Point-per-instance localization data:
========================================

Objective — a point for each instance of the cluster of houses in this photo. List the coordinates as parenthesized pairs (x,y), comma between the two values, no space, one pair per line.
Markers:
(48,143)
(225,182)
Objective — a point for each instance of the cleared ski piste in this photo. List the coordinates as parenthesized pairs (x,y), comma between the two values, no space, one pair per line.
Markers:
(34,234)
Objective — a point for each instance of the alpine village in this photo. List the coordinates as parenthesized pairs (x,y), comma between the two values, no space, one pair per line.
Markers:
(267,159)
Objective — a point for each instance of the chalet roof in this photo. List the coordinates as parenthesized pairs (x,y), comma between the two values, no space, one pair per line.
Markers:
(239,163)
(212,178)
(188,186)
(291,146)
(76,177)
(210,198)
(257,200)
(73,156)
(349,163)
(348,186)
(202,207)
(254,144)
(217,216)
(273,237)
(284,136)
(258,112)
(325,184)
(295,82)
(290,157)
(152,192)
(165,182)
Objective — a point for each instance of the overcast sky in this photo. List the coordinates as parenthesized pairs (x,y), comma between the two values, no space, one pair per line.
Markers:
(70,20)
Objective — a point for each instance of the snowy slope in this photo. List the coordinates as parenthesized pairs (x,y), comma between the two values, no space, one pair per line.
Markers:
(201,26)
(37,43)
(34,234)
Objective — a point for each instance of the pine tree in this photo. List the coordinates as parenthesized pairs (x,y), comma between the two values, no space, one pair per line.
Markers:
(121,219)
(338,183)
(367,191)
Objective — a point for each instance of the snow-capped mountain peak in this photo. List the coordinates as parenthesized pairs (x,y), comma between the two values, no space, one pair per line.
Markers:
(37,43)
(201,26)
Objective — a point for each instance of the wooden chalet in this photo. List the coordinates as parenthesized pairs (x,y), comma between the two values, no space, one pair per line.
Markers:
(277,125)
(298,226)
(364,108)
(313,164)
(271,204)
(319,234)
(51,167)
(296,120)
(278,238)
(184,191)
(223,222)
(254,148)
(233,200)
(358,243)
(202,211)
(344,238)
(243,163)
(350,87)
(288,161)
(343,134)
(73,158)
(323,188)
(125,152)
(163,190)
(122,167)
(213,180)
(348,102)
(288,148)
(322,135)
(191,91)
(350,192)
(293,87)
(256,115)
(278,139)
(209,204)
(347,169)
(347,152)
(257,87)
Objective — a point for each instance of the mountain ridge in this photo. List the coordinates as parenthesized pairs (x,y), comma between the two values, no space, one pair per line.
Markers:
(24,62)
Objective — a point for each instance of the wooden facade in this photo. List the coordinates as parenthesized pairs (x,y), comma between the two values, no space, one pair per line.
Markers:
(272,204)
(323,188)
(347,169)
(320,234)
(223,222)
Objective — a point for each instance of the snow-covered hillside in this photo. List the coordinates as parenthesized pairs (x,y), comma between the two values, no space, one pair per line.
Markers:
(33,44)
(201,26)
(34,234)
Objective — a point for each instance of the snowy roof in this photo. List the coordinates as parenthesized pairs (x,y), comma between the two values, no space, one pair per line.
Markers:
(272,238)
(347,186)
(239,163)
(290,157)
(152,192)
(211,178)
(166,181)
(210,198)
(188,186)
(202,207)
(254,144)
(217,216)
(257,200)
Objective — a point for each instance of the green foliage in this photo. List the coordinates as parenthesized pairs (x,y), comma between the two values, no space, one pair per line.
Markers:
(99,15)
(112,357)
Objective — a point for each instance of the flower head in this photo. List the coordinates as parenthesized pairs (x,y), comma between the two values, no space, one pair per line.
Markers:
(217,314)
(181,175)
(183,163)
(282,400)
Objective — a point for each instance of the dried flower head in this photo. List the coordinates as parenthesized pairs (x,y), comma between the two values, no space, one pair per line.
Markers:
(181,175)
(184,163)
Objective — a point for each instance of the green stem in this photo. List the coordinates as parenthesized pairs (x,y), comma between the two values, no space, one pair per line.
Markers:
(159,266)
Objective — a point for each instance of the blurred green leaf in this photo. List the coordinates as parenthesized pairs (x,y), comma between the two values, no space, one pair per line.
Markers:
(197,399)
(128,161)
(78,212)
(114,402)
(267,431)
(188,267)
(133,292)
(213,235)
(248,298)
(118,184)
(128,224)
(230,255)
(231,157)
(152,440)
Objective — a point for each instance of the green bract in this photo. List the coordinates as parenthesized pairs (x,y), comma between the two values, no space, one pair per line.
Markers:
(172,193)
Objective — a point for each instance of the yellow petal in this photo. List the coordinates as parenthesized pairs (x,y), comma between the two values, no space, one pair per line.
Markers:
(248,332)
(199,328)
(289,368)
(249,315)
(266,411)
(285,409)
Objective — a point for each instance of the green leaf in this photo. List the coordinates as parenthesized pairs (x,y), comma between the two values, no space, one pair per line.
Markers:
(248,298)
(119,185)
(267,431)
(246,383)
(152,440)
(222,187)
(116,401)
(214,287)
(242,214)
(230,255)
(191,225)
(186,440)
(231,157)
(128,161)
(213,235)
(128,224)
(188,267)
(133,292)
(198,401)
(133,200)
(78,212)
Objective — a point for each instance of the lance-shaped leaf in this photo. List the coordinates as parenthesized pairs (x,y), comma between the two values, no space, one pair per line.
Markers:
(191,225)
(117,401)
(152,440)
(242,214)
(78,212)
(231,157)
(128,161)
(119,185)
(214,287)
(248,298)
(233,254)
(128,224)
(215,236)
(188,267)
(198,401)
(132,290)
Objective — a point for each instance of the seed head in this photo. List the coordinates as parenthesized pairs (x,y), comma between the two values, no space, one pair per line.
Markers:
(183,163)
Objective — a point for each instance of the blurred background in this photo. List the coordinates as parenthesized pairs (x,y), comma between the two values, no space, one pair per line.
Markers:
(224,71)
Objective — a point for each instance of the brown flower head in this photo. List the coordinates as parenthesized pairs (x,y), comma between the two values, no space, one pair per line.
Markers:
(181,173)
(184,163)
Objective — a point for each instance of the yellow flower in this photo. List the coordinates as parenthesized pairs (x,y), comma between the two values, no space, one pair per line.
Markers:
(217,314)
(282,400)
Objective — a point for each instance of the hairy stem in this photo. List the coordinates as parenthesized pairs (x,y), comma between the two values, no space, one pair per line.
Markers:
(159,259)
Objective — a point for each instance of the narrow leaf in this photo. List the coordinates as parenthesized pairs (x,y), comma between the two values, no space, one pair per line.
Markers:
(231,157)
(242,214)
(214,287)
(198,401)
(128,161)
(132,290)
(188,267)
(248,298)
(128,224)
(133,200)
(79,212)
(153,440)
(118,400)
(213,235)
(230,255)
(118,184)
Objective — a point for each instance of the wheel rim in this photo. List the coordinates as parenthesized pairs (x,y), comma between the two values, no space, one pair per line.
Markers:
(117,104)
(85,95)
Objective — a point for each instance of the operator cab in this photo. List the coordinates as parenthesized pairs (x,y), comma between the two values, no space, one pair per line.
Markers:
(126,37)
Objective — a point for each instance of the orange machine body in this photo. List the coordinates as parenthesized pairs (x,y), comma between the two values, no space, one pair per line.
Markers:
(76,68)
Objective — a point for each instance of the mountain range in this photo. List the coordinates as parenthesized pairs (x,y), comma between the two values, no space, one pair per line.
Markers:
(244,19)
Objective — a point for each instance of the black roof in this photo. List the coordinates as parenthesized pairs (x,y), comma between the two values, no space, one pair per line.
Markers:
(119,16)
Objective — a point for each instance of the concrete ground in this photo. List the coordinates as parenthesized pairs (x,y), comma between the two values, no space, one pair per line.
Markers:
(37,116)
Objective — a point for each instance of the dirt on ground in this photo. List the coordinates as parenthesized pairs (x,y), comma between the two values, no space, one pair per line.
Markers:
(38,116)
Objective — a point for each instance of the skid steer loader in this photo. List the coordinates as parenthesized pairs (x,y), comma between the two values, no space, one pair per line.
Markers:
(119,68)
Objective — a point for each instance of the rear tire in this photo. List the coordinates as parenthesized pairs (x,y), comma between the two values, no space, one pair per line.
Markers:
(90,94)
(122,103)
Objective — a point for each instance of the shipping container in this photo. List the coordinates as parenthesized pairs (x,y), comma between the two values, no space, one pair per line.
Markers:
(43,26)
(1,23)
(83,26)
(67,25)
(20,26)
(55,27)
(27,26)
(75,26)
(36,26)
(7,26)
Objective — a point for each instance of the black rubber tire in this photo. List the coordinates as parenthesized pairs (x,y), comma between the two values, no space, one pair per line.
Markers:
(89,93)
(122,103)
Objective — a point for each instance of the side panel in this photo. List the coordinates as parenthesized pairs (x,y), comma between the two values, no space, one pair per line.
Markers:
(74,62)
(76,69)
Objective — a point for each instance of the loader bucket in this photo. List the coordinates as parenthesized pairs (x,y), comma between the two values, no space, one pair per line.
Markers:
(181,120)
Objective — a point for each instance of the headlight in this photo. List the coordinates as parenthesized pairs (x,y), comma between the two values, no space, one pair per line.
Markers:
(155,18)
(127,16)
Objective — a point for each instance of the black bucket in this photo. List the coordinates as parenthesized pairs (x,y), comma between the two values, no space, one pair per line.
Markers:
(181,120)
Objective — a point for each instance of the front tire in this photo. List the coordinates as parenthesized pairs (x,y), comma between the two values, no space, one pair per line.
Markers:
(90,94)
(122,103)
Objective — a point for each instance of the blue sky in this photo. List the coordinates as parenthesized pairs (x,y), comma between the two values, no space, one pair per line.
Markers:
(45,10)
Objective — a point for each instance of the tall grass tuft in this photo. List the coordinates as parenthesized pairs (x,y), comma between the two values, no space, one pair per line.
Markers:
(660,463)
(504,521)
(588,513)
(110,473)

========================================

What is needed:
Please write out exactly the lines from the start of the data through the line that contains "Objective — a point for each instance of the chalet", both ends included, and nothing else.

Output for this exercise:
Objective — a point for each instance of the cluster of houses in this photo. List the coordinates as parenthesized pairs (x,y), comma between the two values, no space, one pair per line.
Markers:
(48,143)
(225,182)
Objective — a point for each instance of the cleared ski piste in this photo. List the coordinates as parenthesized pairs (x,y), comma between the two values, no space, one pair per line.
Markers:
(34,234)
Objective — a point for each instance of the alpine village in this photo. List the coordinates as parenthesized pairs (x,y), comma between the two values, no space, one pair per line.
Markers:
(267,159)
Objective — a point for each instance of the chalet roof in this photo. List the coordinates as parenthesized pairs (x,y), comma between the two values, no space, one pair per line.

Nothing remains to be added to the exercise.